Quote every line as written. Omit pictures.
● ● ● ● ●
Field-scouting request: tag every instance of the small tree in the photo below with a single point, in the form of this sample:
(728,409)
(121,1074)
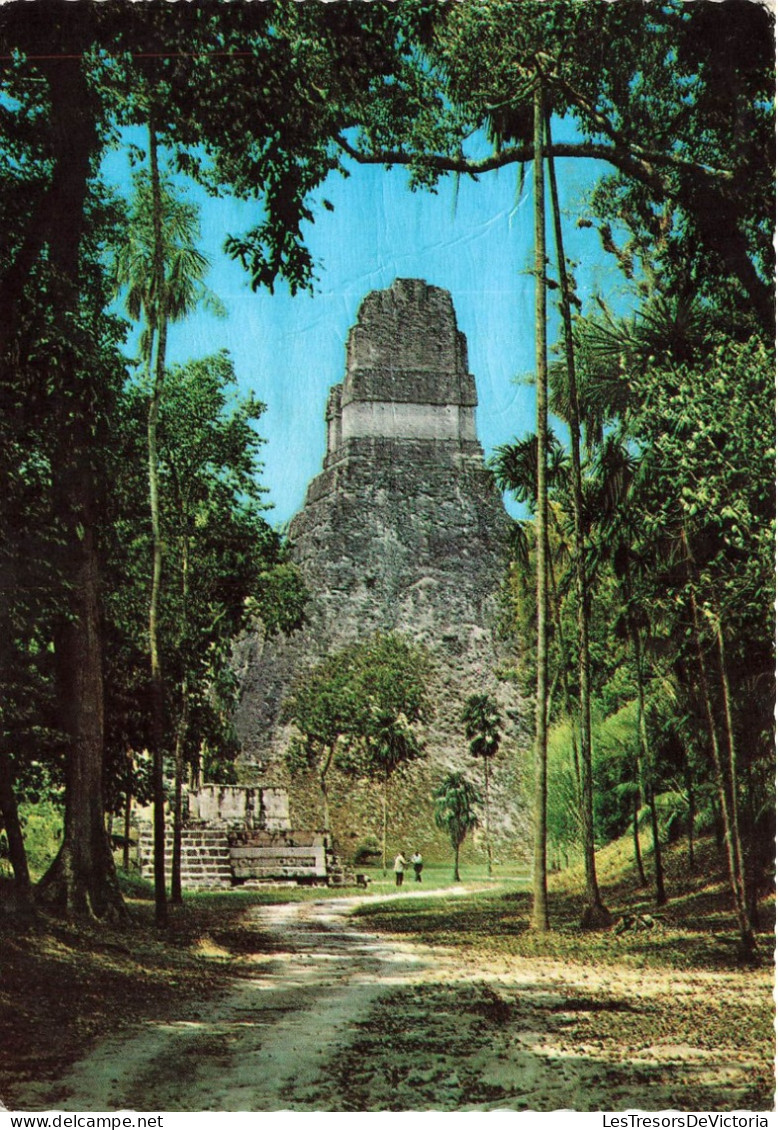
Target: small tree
(360,706)
(483,723)
(456,800)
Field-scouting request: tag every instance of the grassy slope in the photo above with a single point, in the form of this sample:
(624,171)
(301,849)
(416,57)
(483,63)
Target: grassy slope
(61,984)
(696,929)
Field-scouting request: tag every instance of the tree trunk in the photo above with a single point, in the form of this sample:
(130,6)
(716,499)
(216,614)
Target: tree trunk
(157,686)
(595,914)
(692,810)
(128,815)
(748,942)
(563,669)
(645,767)
(636,842)
(83,879)
(486,827)
(726,696)
(383,819)
(16,845)
(539,915)
(322,787)
(176,895)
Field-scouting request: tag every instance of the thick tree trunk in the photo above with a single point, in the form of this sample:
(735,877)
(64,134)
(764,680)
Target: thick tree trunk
(539,915)
(727,798)
(16,845)
(595,913)
(83,878)
(748,944)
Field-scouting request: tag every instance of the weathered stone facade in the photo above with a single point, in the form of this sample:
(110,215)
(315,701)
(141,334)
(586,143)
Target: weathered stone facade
(404,530)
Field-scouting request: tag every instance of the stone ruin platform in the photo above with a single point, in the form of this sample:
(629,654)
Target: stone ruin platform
(242,834)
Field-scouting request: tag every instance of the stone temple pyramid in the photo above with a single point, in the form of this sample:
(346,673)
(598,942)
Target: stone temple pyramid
(404,529)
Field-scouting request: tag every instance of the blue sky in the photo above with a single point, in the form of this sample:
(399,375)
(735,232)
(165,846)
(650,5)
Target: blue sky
(475,241)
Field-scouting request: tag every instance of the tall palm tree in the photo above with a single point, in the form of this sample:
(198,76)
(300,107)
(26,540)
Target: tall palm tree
(483,723)
(539,915)
(161,272)
(456,801)
(595,913)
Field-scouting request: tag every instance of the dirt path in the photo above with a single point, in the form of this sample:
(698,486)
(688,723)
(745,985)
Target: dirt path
(328,1017)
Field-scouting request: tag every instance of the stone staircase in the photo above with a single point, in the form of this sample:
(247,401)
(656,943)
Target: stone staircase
(205,855)
(217,857)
● ● ● ● ●
OUTPUT FOR THIS TASK:
Field-scouting request: tag every instance of the small tree in the photo below with a single point, in the form of this sample:
(728,409)
(121,1074)
Target: small tree
(360,706)
(483,723)
(456,800)
Field-scouting request: tag every instance of the grassy slope in the photo above with a single point, in the form of this sample:
(624,171)
(301,849)
(416,57)
(483,63)
Target: grassy slope
(61,984)
(696,929)
Field-scouting request: tag every instance of the tree trunk in the photo above with a single point, in the form of this sample:
(130,6)
(716,499)
(216,614)
Target: tree trunk
(157,686)
(595,914)
(692,810)
(128,815)
(748,942)
(563,669)
(645,767)
(636,842)
(83,879)
(486,827)
(726,696)
(383,819)
(16,845)
(539,915)
(322,787)
(176,895)
Field-scouting request: tag every instance of the thick tree trunk in the photo above with a single point, in the form of this sample:
(735,877)
(64,134)
(764,680)
Target: thick tree trunk
(539,915)
(727,798)
(16,845)
(595,913)
(83,878)
(748,944)
Field-scouting request: tag every instance of the weathered stone facade in the photo above with a single point, in the form of this sample:
(110,215)
(315,701)
(141,334)
(586,143)
Target: weathered stone facade
(404,530)
Field-scouting request: tag every instance of the stone ruin platform in the photo above with a single point, in the form of this sample:
(629,654)
Target: stone ruin platform
(242,834)
Field-scouting request: tag every instance of the stone temple pyramid in the photo above with a single point, in the form of this sample:
(346,673)
(598,942)
Target: stone temple pyramid
(404,529)
Field-scouting request: tag every instance of the blue sky in the photo above with a single point, in the form of this sample:
(399,375)
(735,232)
(165,846)
(650,5)
Target: blue sky
(475,241)
Field-scouting request: tag every instance of the tall palm tree in the photo above with a single point, in the form of this sample:
(198,76)
(300,107)
(26,540)
Target: tall palm tree
(483,723)
(539,915)
(161,272)
(456,801)
(595,913)
Field-scouting request: tag every instance of the dirt path in the photo above with a single point, in the form of this sample:
(698,486)
(688,723)
(745,985)
Target: dirt path
(328,1017)
Field-scouting request: tag every instance of the stone staircase in the photo above with a single point, in the form of this sample:
(247,401)
(656,943)
Target: stone staircase
(205,855)
(217,857)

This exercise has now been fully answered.